Exercise directions: Check each line of the records below and collect those that include the word "Target".

Dataset records:
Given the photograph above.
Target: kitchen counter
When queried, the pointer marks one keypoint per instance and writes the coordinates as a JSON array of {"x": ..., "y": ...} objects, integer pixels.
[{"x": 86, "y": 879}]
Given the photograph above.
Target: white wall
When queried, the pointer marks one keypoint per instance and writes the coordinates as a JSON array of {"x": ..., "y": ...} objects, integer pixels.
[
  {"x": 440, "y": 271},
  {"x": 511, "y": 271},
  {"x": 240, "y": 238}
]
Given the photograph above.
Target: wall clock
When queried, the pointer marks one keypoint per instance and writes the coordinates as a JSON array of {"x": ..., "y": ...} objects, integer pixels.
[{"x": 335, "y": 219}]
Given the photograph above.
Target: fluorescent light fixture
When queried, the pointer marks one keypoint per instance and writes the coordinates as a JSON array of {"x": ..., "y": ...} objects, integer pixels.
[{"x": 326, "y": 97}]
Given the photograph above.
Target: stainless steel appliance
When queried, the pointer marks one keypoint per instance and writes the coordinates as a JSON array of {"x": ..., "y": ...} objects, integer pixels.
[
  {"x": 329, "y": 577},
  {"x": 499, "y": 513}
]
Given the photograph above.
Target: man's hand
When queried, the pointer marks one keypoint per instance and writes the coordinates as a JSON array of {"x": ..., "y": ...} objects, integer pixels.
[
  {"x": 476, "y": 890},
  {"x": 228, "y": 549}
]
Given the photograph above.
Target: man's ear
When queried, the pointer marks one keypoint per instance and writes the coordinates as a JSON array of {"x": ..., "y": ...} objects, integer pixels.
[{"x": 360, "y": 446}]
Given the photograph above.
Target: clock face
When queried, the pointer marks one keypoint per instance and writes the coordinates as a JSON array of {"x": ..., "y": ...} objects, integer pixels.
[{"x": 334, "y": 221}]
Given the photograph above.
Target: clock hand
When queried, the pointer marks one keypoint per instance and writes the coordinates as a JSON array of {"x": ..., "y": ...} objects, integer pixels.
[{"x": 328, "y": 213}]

Response to the exercise:
Target: kitchen counter
Target: white wall
Target: wall clock
Target: fluorescent light fixture
Target: stainless steel appliance
Target: man's hand
Target: man's ear
Target: clock face
Target: clock hand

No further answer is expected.